● Requirement
An exact, complete copy of the entries is what is needed.

*** Begin section ***

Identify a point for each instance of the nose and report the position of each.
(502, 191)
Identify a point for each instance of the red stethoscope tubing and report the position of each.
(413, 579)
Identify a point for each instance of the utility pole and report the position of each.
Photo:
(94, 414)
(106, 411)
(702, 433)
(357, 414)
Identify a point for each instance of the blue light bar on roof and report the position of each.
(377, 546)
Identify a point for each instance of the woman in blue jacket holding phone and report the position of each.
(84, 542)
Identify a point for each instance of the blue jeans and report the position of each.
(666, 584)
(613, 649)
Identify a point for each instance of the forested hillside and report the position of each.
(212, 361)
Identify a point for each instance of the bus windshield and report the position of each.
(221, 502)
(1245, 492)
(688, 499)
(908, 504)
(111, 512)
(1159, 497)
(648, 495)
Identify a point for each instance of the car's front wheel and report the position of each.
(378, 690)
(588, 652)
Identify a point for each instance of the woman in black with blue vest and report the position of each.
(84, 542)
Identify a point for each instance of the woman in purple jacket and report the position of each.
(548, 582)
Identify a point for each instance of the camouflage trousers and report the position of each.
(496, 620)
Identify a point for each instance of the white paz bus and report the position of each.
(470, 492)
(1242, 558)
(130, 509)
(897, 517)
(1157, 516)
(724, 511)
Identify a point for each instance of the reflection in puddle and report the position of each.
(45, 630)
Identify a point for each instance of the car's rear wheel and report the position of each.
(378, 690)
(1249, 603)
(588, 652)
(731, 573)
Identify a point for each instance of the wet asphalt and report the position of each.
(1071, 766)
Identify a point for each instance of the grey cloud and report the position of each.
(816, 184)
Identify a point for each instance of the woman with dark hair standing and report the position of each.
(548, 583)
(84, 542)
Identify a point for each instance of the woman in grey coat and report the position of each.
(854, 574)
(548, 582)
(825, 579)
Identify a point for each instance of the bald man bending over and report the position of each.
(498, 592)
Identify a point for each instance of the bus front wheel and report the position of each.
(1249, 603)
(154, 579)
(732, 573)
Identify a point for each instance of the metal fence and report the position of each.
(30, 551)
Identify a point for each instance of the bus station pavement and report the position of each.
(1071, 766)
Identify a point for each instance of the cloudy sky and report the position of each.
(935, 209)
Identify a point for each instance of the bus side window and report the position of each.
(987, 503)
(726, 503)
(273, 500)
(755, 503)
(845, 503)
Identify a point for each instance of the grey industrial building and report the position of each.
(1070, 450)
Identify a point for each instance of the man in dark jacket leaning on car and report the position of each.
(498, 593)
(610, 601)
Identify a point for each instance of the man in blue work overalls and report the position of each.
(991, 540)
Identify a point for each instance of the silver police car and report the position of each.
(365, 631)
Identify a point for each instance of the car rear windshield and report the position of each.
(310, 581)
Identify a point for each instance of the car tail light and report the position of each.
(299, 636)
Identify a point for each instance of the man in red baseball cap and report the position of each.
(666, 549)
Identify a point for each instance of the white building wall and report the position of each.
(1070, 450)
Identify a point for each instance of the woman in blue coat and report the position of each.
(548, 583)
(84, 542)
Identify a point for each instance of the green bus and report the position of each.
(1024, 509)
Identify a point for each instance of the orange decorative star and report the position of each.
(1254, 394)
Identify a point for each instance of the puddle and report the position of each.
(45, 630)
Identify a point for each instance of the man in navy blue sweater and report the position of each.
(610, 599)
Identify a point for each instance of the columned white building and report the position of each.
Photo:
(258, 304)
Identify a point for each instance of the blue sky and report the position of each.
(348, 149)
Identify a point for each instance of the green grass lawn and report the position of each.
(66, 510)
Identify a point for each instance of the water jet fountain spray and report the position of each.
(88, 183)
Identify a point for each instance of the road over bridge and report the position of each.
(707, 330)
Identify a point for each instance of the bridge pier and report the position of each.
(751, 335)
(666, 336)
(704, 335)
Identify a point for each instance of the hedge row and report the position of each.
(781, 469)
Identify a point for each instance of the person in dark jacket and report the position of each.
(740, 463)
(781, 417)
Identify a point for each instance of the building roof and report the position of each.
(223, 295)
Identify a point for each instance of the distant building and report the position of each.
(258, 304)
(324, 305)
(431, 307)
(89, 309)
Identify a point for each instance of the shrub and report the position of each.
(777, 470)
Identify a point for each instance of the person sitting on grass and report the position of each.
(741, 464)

*** End section ***

● Output
Identify a point for each instance of the nose and report the position of each.
(502, 191)
Identify a point for each instance of the red stethoscope tubing and report the position of each.
(413, 579)
Identify a point for each instance of the utility pole and report the position of each.
Photo:
(94, 414)
(106, 411)
(702, 433)
(357, 414)
Identify a point for each instance of the blue light bar on roof and report the position of each.
(377, 546)
Identify a point for each instance of the woman in blue jacket holding phone and report the position of each.
(84, 542)
Identify a point for each instance of the blue jeans and report the position of each.
(666, 584)
(613, 649)
Identify a point for each instance of the forested hillside and report the position of each.
(212, 361)
Identify a point for each instance of the bus windshield and report the position of each.
(221, 502)
(1245, 492)
(688, 499)
(908, 504)
(111, 512)
(1159, 497)
(648, 495)
Identify a point for each instance of the car's front wheel and report the position of each.
(378, 690)
(588, 652)
Identify a point for each instance of the woman in black with blue vest and report the position of each.
(84, 542)
Identify a point for each instance of the woman in purple jacket and report the position of each.
(548, 582)
Identify a point for each instance of the camouflage trousers and report the position of each.
(496, 620)
Identify a point for each instance of the white paz bus and report the position of each.
(470, 492)
(1242, 558)
(130, 509)
(897, 517)
(1157, 516)
(724, 511)
Identify a point for each instance of the reflection in puddle and report the position of each.
(45, 630)
Identify a point for each instance of the car's rear wheel and report the position of each.
(378, 690)
(1249, 603)
(588, 652)
(731, 573)
Identify a point for each instance of the wet asphalt and report the position of each.
(1071, 766)
Identify a point for each instance of the grey cloud and report the position of each.
(816, 184)
Identify a point for each instance of the woman with dark hair standing and report the position of each.
(548, 583)
(84, 542)
Identify a point for each instance of the woman in grey coat and report the position of each.
(854, 574)
(548, 582)
(825, 579)
Identify a point for each instance of the bald man bending over and report the position of each.
(498, 592)
Identify a point for each instance of the bus front wheel and report the position of each.
(1249, 603)
(154, 579)
(732, 573)
Identify a point for each instance of the metal fence and report the position of each.
(30, 551)
Identify a point for each instance of the bus station pavement and report the position of each.
(1071, 766)
Identify a point for each instance of the cloudy sky and report the position of each.
(935, 209)
Identify a point for each instance of the bus side window and report the position of each.
(987, 503)
(726, 503)
(273, 500)
(755, 503)
(845, 503)
Identify a point for each instance of the grey industrial building and report the position of each.
(1070, 450)
Identify a point for each instance of the man in dark jacket leaning on car and report the position of each.
(498, 593)
(610, 601)
Identify a point for each instance of the man in blue work overalls and report the position of each.
(991, 540)
Identify a point for each instance of the silver police car and report the position of each.
(365, 631)
Identify a point for each instance of the car rear windshield and report the position of each.
(310, 581)
Identify a point for each instance of the car tail light and report the position of each.
(299, 636)
Identify a point for each instance of the man in red baseball cap and report the position of each.
(666, 549)
Identify a point for each instance of the white building wall and report the position of each.
(1070, 450)
Identify a point for each instance of the woman in blue coat and report the position of each.
(548, 583)
(84, 542)
Identify a point for each instance of the green bus and report the position of each.
(1024, 509)
Identify a point for each instance of the orange decorative star and report the position of each.
(1254, 394)
Identify a point for each instance of the puddle and report the position of each.
(45, 630)
Identify a point for each instance of the man in navy blue sweater and report the position of each.
(610, 599)
Identify a point for each instance of the columned white building and report the position of each.
Photo:
(258, 304)
Identify a point for each instance of the blue sky and report the position of each.
(348, 149)
Identify a point for each instance of the green grass lawn and report the position of each.
(66, 510)
Identify a point for each instance of the water jet fountain spray and report the position of each.
(88, 183)
Identify a point for each instance of the road over bridge and report the position of each.
(707, 330)
Identify a point for each instance of the bridge pier and report the position of each.
(751, 335)
(666, 336)
(704, 335)
Identify a point for each instance of the hedge row and report the position of each.
(781, 469)
Identify a point for each instance of the person in dark jacket and report the position of each.
(740, 463)
(781, 417)
Identify a point for each instance of the building roof and report the position of each.
(223, 295)
Identify a point for each instance of the distant building and report the position of each.
(258, 304)
(324, 305)
(431, 307)
(89, 309)
Identify a point for each instance of the shrub and report the position of each.
(777, 470)
Identify a point for each instance of the person sitting on grass and report the position of each.
(741, 464)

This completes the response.